What you should do
Rewrite everything from "Mark the green foliage." down to the end of the entries, swapping "green foliage" for "leafy undergrowth" and leaving all else unchanged.

Supplied information
————

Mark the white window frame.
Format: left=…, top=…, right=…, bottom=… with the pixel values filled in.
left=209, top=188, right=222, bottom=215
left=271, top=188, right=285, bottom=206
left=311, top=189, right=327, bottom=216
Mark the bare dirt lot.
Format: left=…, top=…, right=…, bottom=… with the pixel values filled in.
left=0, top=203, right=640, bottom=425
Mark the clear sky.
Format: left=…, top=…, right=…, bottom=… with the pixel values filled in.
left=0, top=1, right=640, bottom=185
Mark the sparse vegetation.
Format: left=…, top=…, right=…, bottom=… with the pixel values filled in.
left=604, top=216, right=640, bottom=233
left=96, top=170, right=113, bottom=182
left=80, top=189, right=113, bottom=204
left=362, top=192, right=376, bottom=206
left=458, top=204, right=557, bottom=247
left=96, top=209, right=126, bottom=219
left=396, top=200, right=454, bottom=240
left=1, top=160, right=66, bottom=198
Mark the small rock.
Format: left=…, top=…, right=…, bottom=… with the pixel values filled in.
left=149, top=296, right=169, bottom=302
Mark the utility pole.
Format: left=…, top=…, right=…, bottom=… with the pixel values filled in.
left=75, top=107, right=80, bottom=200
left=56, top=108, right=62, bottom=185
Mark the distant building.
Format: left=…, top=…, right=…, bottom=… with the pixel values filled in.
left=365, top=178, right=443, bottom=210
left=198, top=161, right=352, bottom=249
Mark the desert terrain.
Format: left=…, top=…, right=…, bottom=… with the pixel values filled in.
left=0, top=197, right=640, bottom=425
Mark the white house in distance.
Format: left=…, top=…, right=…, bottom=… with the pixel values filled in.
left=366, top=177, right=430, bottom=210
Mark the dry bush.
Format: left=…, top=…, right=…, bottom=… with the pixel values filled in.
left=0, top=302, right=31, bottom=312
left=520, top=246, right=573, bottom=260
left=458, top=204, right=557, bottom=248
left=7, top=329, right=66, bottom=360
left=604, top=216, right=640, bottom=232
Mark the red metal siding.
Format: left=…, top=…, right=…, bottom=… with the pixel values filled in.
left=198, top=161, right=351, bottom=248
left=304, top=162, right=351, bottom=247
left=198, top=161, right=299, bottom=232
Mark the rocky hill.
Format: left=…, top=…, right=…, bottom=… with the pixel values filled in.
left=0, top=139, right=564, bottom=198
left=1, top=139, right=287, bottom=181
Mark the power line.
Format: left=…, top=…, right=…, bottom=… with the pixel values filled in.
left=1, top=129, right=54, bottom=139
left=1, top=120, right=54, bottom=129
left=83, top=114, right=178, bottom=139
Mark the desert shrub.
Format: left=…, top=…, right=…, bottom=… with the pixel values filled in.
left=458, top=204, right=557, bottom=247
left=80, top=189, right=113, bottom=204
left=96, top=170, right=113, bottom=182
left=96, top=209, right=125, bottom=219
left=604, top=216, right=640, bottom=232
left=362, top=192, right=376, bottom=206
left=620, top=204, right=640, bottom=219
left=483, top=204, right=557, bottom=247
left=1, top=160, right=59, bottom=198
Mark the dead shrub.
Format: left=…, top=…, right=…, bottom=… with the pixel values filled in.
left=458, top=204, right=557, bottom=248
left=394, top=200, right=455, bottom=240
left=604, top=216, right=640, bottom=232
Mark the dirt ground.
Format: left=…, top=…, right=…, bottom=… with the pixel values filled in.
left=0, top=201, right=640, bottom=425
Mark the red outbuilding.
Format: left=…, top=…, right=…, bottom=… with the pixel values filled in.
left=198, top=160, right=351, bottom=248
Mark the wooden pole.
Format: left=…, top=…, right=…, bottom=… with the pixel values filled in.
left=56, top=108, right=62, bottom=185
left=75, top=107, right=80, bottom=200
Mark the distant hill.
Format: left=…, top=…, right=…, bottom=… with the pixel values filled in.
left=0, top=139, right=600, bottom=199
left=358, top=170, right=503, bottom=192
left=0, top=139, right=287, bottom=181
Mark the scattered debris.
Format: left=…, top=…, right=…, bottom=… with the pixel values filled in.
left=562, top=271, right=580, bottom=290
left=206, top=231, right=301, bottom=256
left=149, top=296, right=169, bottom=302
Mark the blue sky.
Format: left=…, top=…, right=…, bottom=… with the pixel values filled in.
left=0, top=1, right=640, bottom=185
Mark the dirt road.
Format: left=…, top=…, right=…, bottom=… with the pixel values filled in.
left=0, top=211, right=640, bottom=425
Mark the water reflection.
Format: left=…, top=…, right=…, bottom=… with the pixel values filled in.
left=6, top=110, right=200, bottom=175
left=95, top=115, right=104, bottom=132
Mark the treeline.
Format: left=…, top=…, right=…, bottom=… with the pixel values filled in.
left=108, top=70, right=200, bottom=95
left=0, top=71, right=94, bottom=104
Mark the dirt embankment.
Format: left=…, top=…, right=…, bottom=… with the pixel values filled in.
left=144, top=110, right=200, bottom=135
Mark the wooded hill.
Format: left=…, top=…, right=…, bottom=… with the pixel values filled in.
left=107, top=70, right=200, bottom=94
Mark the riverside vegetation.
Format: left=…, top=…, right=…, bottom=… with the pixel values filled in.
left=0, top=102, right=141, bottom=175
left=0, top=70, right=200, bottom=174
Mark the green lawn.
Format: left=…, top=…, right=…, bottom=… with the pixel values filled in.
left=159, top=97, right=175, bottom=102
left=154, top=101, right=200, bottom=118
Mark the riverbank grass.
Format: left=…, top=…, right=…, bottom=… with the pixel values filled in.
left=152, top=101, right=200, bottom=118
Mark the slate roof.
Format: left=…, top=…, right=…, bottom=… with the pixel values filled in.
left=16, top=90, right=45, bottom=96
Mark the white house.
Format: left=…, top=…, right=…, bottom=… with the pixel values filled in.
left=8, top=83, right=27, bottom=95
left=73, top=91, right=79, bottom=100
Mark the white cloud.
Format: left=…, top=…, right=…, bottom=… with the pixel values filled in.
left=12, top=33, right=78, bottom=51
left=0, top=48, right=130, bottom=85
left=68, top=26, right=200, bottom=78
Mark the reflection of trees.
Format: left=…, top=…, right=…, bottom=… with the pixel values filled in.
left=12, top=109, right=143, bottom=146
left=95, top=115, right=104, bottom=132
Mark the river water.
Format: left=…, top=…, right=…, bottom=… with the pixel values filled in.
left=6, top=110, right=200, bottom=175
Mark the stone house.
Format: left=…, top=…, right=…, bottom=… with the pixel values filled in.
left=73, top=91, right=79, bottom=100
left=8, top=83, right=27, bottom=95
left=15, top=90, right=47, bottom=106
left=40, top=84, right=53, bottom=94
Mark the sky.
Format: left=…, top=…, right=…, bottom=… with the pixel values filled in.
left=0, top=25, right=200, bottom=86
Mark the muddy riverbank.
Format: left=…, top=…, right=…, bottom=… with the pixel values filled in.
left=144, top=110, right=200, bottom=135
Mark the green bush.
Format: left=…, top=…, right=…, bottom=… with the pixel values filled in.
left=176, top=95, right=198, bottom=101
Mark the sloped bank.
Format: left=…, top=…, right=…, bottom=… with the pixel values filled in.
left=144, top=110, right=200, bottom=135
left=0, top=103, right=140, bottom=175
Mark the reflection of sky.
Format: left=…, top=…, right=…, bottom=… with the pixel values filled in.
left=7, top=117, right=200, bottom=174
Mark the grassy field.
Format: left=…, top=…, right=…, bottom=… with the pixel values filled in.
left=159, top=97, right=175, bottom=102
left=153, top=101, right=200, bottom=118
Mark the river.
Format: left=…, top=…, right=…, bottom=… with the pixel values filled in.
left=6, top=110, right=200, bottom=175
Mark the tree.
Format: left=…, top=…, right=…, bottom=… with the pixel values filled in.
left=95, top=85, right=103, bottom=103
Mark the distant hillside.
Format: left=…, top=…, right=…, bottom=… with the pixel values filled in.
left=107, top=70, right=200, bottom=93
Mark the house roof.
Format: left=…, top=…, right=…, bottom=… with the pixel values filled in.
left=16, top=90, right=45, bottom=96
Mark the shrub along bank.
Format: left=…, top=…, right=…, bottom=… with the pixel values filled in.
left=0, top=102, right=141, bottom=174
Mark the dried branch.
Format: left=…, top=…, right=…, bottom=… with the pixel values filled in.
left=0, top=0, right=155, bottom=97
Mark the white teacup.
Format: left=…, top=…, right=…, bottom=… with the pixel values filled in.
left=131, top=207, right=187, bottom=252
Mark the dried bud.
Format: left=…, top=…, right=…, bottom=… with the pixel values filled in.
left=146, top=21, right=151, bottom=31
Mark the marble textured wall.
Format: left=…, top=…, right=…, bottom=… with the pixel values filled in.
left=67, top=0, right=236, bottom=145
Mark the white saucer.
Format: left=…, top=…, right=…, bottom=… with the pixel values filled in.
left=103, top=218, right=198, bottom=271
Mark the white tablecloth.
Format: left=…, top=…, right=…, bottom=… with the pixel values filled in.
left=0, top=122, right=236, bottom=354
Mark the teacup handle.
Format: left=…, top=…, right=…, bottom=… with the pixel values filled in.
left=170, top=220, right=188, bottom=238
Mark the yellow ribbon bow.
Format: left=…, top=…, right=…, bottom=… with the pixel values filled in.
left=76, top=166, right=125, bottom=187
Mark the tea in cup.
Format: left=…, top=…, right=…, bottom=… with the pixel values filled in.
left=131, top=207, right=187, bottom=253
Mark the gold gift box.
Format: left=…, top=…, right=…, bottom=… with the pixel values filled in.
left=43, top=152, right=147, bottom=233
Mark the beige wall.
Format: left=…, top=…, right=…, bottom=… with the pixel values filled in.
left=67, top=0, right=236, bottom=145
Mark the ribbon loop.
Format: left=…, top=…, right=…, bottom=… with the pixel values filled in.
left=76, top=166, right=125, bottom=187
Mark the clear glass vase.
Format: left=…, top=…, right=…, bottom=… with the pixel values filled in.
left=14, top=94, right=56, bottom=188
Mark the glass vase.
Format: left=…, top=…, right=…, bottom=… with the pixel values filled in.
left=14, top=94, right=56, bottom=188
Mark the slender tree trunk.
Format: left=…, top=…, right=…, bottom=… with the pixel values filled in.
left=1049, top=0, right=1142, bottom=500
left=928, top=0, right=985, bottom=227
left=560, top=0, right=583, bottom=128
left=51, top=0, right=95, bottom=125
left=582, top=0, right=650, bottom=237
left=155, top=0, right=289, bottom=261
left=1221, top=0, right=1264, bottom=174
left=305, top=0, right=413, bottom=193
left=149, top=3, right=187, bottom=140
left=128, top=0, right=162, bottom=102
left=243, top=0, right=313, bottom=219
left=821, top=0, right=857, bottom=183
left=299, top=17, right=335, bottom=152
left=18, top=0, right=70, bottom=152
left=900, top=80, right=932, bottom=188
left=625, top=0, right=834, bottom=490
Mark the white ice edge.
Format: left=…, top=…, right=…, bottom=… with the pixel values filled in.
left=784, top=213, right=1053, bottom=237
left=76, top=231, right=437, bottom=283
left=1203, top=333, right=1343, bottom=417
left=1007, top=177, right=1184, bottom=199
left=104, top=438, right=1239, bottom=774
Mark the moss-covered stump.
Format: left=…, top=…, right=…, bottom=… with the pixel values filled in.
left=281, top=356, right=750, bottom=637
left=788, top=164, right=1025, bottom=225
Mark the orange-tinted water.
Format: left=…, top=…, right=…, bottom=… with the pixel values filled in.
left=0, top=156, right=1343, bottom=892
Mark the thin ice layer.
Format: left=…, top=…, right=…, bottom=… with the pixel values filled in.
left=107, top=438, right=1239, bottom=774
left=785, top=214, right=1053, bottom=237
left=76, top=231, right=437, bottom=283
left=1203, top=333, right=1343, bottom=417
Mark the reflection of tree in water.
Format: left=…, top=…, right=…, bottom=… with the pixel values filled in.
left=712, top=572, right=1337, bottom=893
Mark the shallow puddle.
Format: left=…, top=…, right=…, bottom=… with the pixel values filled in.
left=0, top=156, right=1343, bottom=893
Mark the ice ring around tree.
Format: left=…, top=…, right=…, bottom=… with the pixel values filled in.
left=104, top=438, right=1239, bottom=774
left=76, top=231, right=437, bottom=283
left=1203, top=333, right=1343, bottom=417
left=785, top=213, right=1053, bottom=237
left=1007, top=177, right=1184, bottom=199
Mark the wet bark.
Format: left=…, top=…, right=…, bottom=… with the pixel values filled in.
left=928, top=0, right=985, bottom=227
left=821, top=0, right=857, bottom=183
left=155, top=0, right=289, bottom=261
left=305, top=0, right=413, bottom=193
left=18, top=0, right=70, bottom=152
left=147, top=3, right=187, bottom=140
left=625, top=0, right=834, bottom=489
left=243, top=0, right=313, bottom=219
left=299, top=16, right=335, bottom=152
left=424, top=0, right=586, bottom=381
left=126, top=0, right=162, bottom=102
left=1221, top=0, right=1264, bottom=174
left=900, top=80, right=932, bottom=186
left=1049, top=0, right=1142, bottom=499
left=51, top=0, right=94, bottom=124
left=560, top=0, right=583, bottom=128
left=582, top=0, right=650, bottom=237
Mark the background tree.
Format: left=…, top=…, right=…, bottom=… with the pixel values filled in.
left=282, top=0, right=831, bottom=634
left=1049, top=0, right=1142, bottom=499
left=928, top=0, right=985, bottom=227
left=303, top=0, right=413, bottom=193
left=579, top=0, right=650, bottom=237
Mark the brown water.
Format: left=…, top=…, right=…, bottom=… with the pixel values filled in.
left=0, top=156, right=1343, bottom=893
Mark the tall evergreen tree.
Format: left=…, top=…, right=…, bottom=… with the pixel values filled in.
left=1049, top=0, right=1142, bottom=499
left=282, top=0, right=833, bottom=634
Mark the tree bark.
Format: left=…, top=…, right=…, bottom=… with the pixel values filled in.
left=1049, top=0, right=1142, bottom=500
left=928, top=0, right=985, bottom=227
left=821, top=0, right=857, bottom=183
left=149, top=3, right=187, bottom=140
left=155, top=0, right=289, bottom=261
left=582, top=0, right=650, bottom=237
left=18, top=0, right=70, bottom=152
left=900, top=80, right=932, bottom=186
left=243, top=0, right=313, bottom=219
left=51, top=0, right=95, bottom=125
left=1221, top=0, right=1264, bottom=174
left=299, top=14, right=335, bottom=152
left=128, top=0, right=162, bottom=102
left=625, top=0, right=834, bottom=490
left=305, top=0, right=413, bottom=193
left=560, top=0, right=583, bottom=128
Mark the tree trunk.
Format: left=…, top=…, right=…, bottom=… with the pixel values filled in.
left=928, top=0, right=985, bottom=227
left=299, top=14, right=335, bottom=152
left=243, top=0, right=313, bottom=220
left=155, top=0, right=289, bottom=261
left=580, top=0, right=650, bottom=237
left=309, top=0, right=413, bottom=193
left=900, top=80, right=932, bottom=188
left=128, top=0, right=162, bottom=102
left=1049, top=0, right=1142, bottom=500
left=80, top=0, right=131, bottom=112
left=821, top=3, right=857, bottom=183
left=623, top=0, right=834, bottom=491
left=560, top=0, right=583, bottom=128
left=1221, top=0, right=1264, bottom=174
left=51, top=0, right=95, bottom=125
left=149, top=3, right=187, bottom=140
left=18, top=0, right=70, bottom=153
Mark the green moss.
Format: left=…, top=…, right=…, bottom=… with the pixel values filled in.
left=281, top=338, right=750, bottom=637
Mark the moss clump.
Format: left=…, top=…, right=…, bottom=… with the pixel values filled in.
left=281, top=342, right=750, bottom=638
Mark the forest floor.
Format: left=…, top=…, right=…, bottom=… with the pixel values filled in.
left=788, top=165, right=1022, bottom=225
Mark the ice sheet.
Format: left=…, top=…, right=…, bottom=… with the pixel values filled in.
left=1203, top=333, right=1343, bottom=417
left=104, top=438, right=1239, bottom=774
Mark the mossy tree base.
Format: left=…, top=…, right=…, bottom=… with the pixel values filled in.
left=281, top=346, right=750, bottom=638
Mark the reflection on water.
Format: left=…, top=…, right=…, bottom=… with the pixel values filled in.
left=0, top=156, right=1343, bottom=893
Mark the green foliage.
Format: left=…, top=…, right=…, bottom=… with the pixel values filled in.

————

Written answer
Mark the leafy undergrowth.
Format: left=…, top=…, right=…, bottom=… with the pixel values filled in.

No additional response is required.